◆ EXERCISE DESCRIPTION ◆
Reproduce, unchanged, the lines from the one containing "where the tree" through the one containing "153], [264, 97, 329, 153]]", inclusive, from the records below.

◆ DATA ROWS ◆
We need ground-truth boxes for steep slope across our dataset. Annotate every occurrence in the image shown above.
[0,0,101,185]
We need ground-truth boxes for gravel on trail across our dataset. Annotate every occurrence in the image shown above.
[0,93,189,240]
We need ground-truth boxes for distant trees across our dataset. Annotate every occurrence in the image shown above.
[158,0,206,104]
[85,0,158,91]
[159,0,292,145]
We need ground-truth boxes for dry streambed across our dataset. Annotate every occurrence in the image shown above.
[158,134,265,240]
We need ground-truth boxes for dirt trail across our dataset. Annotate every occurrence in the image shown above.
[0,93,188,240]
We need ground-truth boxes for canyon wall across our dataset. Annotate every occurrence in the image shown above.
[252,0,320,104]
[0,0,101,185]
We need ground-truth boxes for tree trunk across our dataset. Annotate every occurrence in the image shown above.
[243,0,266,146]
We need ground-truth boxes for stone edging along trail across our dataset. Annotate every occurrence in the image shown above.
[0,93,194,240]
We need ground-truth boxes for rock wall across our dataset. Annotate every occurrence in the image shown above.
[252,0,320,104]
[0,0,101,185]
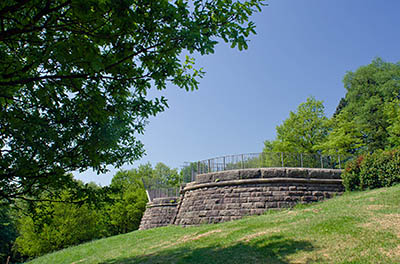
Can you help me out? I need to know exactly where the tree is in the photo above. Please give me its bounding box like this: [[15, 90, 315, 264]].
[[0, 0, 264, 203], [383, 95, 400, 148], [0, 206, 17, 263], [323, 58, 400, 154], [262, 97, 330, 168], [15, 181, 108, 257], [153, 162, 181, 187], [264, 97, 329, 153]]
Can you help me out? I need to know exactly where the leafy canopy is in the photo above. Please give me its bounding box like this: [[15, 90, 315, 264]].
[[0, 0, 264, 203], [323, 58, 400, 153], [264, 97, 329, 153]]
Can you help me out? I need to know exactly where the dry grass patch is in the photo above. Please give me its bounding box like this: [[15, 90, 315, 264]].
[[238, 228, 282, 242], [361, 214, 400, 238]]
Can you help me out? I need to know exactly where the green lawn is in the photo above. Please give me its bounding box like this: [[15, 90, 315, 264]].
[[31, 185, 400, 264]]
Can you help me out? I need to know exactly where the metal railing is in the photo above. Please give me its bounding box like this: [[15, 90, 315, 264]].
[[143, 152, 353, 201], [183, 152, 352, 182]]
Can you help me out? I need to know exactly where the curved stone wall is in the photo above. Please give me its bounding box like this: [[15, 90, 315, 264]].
==
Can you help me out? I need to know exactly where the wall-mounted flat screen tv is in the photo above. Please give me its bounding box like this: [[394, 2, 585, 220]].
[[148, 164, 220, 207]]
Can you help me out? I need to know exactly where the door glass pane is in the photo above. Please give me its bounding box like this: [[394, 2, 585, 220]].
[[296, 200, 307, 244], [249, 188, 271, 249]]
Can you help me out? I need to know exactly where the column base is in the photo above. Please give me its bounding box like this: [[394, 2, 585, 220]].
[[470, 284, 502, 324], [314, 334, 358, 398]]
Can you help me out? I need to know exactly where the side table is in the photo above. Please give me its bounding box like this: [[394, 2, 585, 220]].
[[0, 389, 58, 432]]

◆ FINAL ANSWER ◆
Can you help me out? I need to know exactly where the tree is in the photo above. Please give me its bounding box like this: [[15, 90, 315, 264]].
[[0, 0, 264, 203], [383, 95, 400, 148], [0, 206, 17, 263], [323, 58, 400, 154], [262, 97, 330, 168], [15, 181, 108, 257], [153, 162, 181, 187], [264, 97, 329, 153]]
Can you help me out? I need to know exactly where the leafy canopy is in the photo above. Please give me its bounding box like this: [[15, 90, 315, 264]].
[[0, 0, 264, 203], [323, 58, 400, 153], [264, 97, 329, 153]]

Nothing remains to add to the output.